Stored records
>> BEGIN

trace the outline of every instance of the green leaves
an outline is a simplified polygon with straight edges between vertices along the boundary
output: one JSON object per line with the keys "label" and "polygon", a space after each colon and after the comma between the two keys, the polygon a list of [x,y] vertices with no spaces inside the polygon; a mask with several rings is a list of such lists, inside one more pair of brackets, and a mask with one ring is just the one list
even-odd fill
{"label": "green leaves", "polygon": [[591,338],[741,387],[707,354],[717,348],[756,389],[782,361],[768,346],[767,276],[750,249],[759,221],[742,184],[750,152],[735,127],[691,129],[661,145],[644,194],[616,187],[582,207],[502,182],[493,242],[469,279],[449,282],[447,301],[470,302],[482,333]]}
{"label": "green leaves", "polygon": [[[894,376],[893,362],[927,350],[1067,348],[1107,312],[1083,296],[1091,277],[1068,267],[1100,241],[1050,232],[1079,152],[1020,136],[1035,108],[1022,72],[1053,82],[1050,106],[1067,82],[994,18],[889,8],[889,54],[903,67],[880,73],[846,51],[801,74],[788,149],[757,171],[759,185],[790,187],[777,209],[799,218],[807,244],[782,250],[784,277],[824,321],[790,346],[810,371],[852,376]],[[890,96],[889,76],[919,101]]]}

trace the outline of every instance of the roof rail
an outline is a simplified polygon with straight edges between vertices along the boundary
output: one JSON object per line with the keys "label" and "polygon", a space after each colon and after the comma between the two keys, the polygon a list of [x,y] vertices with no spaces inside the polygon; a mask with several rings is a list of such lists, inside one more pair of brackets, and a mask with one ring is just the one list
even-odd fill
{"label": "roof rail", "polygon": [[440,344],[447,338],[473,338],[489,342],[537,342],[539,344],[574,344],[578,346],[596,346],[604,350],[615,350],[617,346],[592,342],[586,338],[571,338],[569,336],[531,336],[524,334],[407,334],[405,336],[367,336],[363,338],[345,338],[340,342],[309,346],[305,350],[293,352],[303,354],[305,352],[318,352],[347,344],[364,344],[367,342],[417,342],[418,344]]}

>> END

Exercise goal:
Write out every line of the items above again, requests included, and shift each polygon vertex coordinate in the answers by adding 147 to it. Leave any numbers in the requests and their format descriptions unchanged.

Task result:
trace the outline of every instance of the green leaves
an outline is a simplified polygon with straight edges between vertices along the boundary
output: one JSON object per line with the keys "label" and "polygon", a space after each colon and after the comma between the two keys, the polygon a list of [x,y] vertices with no spaces inside the polygon; a mask with several rings is a list of such lists, inside one more pair of brackets, and a mask with one ring is just the one list
even-odd fill
{"label": "green leaves", "polygon": [[738,485],[888,534],[854,501],[864,495],[903,536],[929,508],[915,493],[914,423],[897,396],[906,368],[889,331],[897,299],[882,274],[838,276],[808,292],[791,341],[763,334],[729,354],[649,329],[640,389],[616,426],[596,429],[594,448],[617,449],[629,480]]}
{"label": "green leaves", "polygon": [[[1041,523],[1040,509],[1074,497],[1214,495],[1254,459],[1230,443],[1238,424],[1215,414],[1247,388],[1197,379],[1226,299],[1167,283],[1182,255],[1169,219],[1200,229],[1197,253],[1214,229],[1141,165],[1036,155],[1036,201],[1050,214],[1027,220],[993,198],[948,221],[935,296],[904,318],[906,332],[937,334],[924,356],[946,365],[954,391],[929,397],[931,424],[971,468],[937,493],[957,518],[999,523]],[[1037,243],[1036,223],[1066,248]]]}

trace the outline of every instance of the roof rail
an outline is a simplified polygon with straight edges between vertices along the boundary
output: one JSON object per line with the keys "label" and "polygon", a space after each colon and after the comma between the two keys, the polygon a list of [x,y] vertices with no spaces inside the polygon; a mask with several rings is a list of such lists, inside one more pair of brackets, and a mask with one ring is just the one list
even-odd fill
{"label": "roof rail", "polygon": [[587,491],[594,485],[620,485],[636,489],[684,489],[686,491],[721,491],[725,493],[743,493],[751,497],[762,497],[764,493],[739,489],[733,485],[718,485],[716,483],[678,483],[671,481],[554,481],[552,483],[514,483],[510,485],[492,485],[487,489],[456,493],[452,497],[440,499],[450,501],[452,499],[465,499],[494,491],[511,491],[514,489],[564,489],[565,491]]}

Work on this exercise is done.